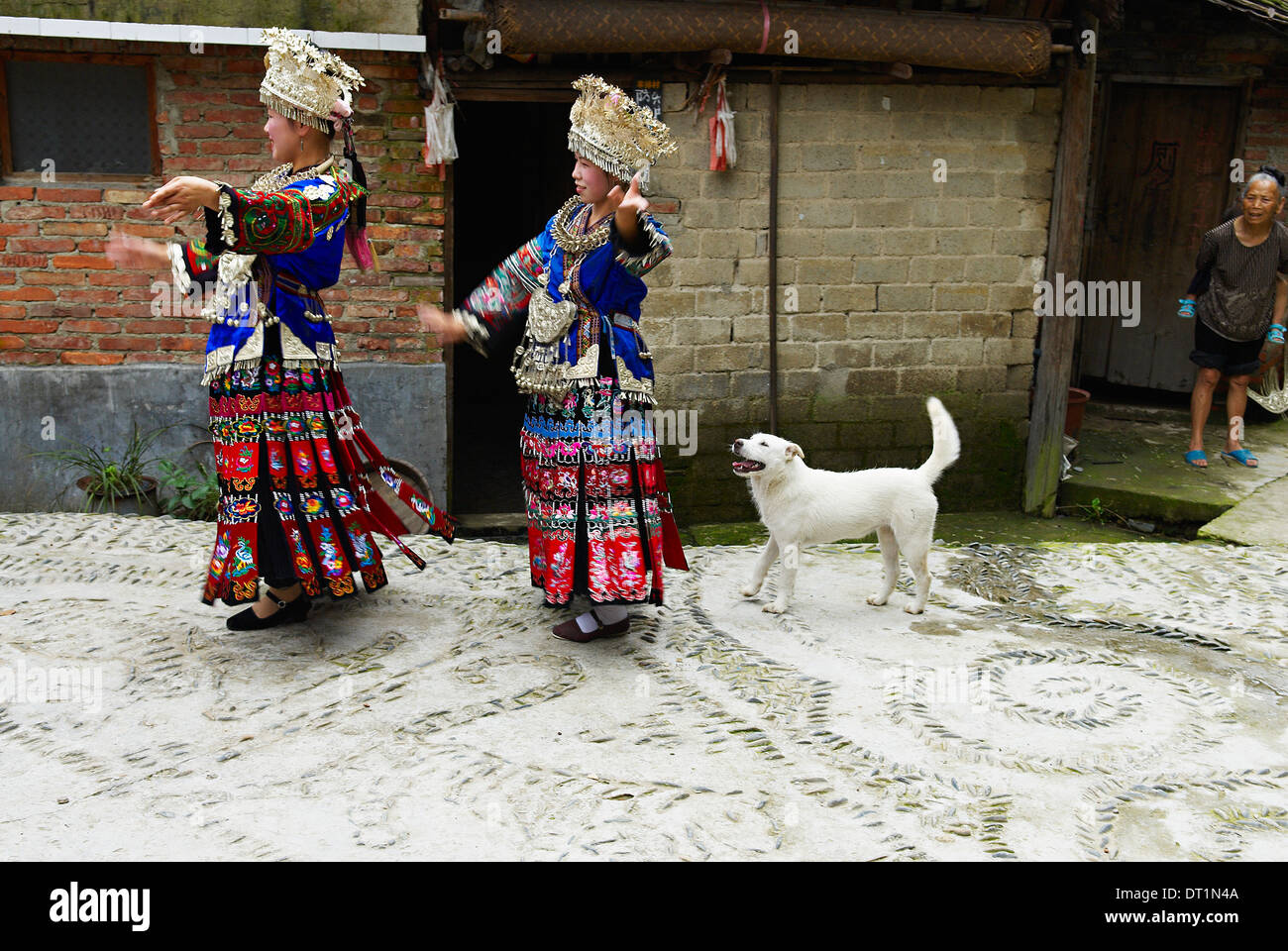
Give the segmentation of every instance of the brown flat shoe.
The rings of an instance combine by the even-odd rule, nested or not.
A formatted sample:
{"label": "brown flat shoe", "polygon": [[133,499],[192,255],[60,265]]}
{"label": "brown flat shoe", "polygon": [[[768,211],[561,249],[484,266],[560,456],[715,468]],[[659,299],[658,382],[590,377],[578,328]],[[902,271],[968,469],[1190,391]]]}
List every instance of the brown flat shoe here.
{"label": "brown flat shoe", "polygon": [[631,628],[630,617],[623,617],[617,624],[611,624],[605,628],[604,622],[599,620],[599,615],[595,613],[595,608],[590,610],[590,616],[595,619],[599,626],[589,634],[581,629],[581,625],[577,624],[577,619],[573,617],[571,621],[564,621],[563,624],[556,624],[554,626],[555,637],[563,638],[564,640],[576,640],[578,644],[585,644],[587,640],[595,640],[596,638],[621,637]]}

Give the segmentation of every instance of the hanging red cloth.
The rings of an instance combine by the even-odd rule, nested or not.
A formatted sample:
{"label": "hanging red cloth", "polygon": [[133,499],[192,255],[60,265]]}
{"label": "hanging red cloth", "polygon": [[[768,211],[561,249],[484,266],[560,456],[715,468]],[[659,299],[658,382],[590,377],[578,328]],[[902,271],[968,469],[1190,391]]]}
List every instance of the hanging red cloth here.
{"label": "hanging red cloth", "polygon": [[733,139],[733,116],[721,76],[716,86],[716,113],[707,120],[711,133],[711,171],[728,171],[738,161],[738,149]]}

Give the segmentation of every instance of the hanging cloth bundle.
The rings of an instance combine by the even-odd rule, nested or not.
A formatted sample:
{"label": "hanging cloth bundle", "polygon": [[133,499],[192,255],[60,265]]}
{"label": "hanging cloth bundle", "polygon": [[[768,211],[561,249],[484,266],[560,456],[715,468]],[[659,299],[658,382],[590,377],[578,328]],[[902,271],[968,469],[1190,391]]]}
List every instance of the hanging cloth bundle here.
{"label": "hanging cloth bundle", "polygon": [[452,98],[447,80],[443,76],[443,54],[438,54],[438,66],[430,79],[433,90],[429,106],[425,107],[425,166],[438,166],[438,177],[447,178],[447,162],[456,158],[456,129],[452,111],[456,101]]}
{"label": "hanging cloth bundle", "polygon": [[349,160],[353,171],[353,180],[362,186],[362,195],[353,202],[349,210],[349,226],[344,229],[344,244],[349,254],[358,262],[363,271],[380,271],[380,259],[376,258],[376,249],[367,238],[367,173],[358,161],[358,149],[353,144],[353,110],[343,99],[337,99],[331,111],[331,121],[344,130],[344,157]]}
{"label": "hanging cloth bundle", "polygon": [[724,76],[716,90],[716,113],[707,120],[711,131],[711,171],[728,171],[738,162],[738,148],[733,139],[734,112],[725,95]]}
-------------------------
### Objective
Give every record back exactly as it reads, with no images.

### Answer to this exercise
Give the segmentation of every instance of the brown flat shoe.
The rings of an instance combine by the even-odd rule, nested or not.
A formatted sample:
{"label": "brown flat shoe", "polygon": [[133,499],[192,255],[60,265]]}
{"label": "brown flat shoe", "polygon": [[[768,211],[561,249],[484,266],[560,456],[715,468]],[[659,299],[658,382],[590,377],[578,328]],[[902,271],[968,469],[1190,391]]]}
List every instance of the brown flat shoe here.
{"label": "brown flat shoe", "polygon": [[631,628],[630,617],[623,617],[617,624],[611,624],[605,628],[604,622],[599,620],[599,615],[595,613],[595,608],[590,610],[590,616],[595,619],[599,626],[589,634],[581,629],[581,625],[577,624],[577,619],[573,617],[571,621],[564,621],[563,624],[556,624],[554,626],[555,637],[563,638],[564,640],[576,640],[578,644],[585,644],[587,640],[595,640],[596,638],[621,637]]}

Give the segmentation of every instance of the hanging red cloth.
The rings of an instance combine by the even-odd rule, nested or not.
A formatted sample:
{"label": "hanging red cloth", "polygon": [[133,499],[192,255],[60,265]]}
{"label": "hanging red cloth", "polygon": [[[768,211],[561,249],[484,266],[560,456],[715,468]],[[659,299],[658,382],[590,377],[578,328]],[[902,271],[968,469],[1190,391]]]}
List every instance of the hanging red cloth here.
{"label": "hanging red cloth", "polygon": [[733,139],[733,116],[721,76],[716,86],[716,113],[707,120],[711,133],[711,171],[728,171],[738,161],[738,149]]}

Give the segmentation of every instance of the hanging cloth bundle.
The rings of an instance combine by the even-odd rule, nested or not.
A formatted sample:
{"label": "hanging cloth bundle", "polygon": [[133,499],[192,255],[60,265]]}
{"label": "hanging cloth bundle", "polygon": [[[768,211],[561,249],[484,266],[560,456],[715,468]],[[659,299],[658,382],[590,377],[578,328]],[[902,271],[968,469],[1190,391]]]}
List every instance of the hanging cloth bundle here.
{"label": "hanging cloth bundle", "polygon": [[452,98],[447,80],[443,76],[443,54],[438,54],[438,66],[430,79],[433,90],[429,106],[425,107],[425,166],[438,166],[438,177],[447,178],[447,162],[456,158],[456,129],[452,111],[456,101]]}
{"label": "hanging cloth bundle", "polygon": [[349,160],[353,171],[353,180],[362,186],[362,195],[353,202],[349,210],[349,226],[344,229],[344,244],[349,254],[358,262],[363,271],[380,271],[380,259],[376,258],[376,249],[367,238],[367,173],[358,161],[358,149],[353,144],[353,110],[343,99],[337,99],[331,111],[331,121],[344,130],[344,157]]}
{"label": "hanging cloth bundle", "polygon": [[724,76],[716,90],[716,113],[707,120],[711,131],[711,171],[728,171],[738,162],[738,148],[733,139],[734,112],[725,95]]}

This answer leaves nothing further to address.